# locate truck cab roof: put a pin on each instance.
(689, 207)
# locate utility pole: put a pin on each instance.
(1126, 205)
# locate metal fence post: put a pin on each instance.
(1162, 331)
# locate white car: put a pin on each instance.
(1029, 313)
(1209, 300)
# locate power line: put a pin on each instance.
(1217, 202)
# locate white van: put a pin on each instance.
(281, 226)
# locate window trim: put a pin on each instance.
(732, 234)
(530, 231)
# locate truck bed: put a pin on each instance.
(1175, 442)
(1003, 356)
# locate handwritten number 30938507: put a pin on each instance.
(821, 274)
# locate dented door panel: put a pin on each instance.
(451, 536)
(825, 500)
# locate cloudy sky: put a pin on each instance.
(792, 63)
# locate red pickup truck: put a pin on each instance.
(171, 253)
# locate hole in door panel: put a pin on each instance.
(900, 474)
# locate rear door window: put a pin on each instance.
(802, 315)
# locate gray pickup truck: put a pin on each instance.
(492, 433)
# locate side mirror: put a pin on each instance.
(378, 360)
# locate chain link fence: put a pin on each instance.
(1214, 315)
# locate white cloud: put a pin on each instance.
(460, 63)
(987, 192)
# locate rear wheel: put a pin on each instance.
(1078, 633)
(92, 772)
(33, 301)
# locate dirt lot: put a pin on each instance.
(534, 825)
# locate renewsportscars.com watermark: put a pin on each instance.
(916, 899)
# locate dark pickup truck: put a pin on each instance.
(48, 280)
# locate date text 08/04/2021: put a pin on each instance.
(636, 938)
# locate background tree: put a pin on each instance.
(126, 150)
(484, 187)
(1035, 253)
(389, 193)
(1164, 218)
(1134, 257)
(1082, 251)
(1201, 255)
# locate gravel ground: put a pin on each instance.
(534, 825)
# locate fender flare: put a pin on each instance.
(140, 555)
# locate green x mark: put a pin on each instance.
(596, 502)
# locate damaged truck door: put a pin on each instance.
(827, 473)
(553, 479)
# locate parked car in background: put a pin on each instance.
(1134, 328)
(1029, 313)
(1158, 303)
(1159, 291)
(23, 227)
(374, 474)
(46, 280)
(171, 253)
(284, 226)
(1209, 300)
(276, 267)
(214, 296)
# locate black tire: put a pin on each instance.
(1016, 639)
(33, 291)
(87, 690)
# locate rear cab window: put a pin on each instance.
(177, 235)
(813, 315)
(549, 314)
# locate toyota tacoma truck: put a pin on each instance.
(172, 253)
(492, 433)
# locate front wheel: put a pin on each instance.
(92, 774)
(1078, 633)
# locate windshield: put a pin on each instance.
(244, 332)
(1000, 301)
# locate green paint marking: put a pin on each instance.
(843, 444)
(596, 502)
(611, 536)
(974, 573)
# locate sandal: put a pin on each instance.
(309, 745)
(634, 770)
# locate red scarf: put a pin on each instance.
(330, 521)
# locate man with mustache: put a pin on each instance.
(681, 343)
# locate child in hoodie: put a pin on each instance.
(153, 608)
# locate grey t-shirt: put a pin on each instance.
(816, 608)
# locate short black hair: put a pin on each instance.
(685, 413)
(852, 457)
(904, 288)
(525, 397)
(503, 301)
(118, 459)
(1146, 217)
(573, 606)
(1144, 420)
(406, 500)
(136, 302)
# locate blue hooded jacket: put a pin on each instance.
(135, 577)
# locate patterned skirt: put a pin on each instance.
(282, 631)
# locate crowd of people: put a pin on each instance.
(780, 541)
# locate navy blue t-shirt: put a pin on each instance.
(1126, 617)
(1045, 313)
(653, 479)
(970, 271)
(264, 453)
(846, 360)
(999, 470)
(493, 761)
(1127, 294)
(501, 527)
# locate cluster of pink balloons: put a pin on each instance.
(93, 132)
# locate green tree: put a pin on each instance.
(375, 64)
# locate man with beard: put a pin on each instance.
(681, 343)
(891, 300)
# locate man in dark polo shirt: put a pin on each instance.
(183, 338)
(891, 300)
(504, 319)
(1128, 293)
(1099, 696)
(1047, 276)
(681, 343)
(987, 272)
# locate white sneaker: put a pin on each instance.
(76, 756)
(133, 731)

·····

What is needed: Return each entry above exactly, leaving none out.

Response box:
# locate truck cab roof: put a pin on each instance.
(689, 207)
# locate utility pole: put a pin on each instance.
(1126, 205)
# locate metal fence post: put a pin on each instance.
(1162, 331)
# locate white car: put a pin on each instance.
(1029, 313)
(1209, 300)
# locate power line: put a pin on each instance.
(1217, 202)
# locate white van: put a pin on each instance.
(281, 226)
# locate window trim: put a pin on each instance.
(732, 234)
(530, 231)
# locate truck bed: put a pin on each instance.
(1175, 442)
(1003, 356)
# locate handwritten number 30938507: put a pin on each instance.
(821, 274)
# locate dented door panel: put a pin on each instance.
(451, 536)
(825, 500)
# locate cloudy sky: put a pin on each instance.
(792, 63)
# locate red pickup truck: put a pin on each instance.
(171, 253)
# locate hole in door panel: put a pin on each instance.
(900, 474)
# locate rear door window: put a pin on each instance.
(802, 315)
# locate gray pickup truck: put a pin on each instance.
(492, 433)
# locate side mirror: put a pin on each instance.
(378, 360)
# locate chain link fence: put a pin on each instance.
(1214, 315)
# locate white cloud: put a pin on each instance.
(460, 63)
(987, 192)
# locate rear wheel: put a pin on each instance.
(1078, 633)
(92, 772)
(33, 301)
# locate dirt lot: put a pin on each instance.
(534, 825)
# locate renewsportscars.com watermark: put a pin on each instance.
(916, 899)
# locate dark pickup truck: put a pin on each instance.
(48, 280)
# locate date text 08/04/2021: put a pin on each instance.
(636, 938)
# locate background tree: put a pin on each instance.
(126, 150)
(484, 187)
(1035, 253)
(389, 193)
(1164, 218)
(1134, 257)
(1082, 251)
(1201, 255)
# locate gravel ground: put a pin on each instance.
(534, 825)
# locate fender flare: put a pin on each instance.
(140, 555)
# locate green x mark: put a pin on each instance.
(596, 502)
# locate damaged truck door: put a pin on each instance.
(827, 473)
(553, 479)
# locate parked car in background: put a pin on each instance.
(1134, 328)
(1029, 313)
(1158, 303)
(1159, 291)
(23, 227)
(374, 474)
(46, 280)
(171, 253)
(284, 226)
(1209, 300)
(276, 267)
(214, 296)
# locate black tire: put a pin on each instance.
(1016, 639)
(33, 291)
(87, 690)
# locate rear cab window: put a pin on each instance.
(177, 235)
(813, 315)
(549, 314)
# locate toyota tacoma truck: put a pin on each instance.
(172, 253)
(492, 433)
# locate front wheel: put a pin on each instance.
(92, 774)
(1078, 633)
# locate windshield: put a pin on each instance.
(244, 332)
(1000, 301)
# locate green paint marking: put a pin on each instance.
(843, 444)
(596, 502)
(611, 536)
(974, 573)
# locate sandal: put a pin on each instance.
(309, 745)
(634, 770)
# locate red scarf: put a pin on each instance.
(330, 521)
# locate man with mustache: put a pin on each instance.
(681, 343)
# locate child in hoodie: put a pin on each instance.
(153, 608)
# locate grey t-shirt: put a pin on each instance.
(816, 608)
# locate short black hair: put a pin on each instance.
(685, 413)
(852, 457)
(904, 288)
(525, 397)
(503, 301)
(118, 459)
(1146, 217)
(573, 606)
(1144, 420)
(406, 500)
(136, 302)
# locate blue hooded jacket: put a pin on each instance.
(135, 577)
# locate patterned skirt: put a pin on each instance.
(282, 631)
# locate crowd of people: put a pin on each instance.
(780, 541)
# locate navy blue t-shirt: put a pin on each instance.
(1126, 617)
(1045, 313)
(653, 479)
(970, 271)
(264, 453)
(846, 360)
(999, 470)
(493, 761)
(1127, 294)
(501, 527)
# locate cluster of pink balloons: put a pin on each instance.
(93, 132)
# locate green tree: put a pin on each instance.
(375, 64)
# locate man with beard: put a pin on each instance.
(681, 343)
(891, 300)
# locate man in dark polo shirt: put a pin on each instance.
(183, 338)
(891, 300)
(504, 319)
(1128, 293)
(1099, 696)
(1047, 276)
(681, 343)
(987, 272)
# locate white sneaker: put a pin on each instance.
(76, 756)
(133, 731)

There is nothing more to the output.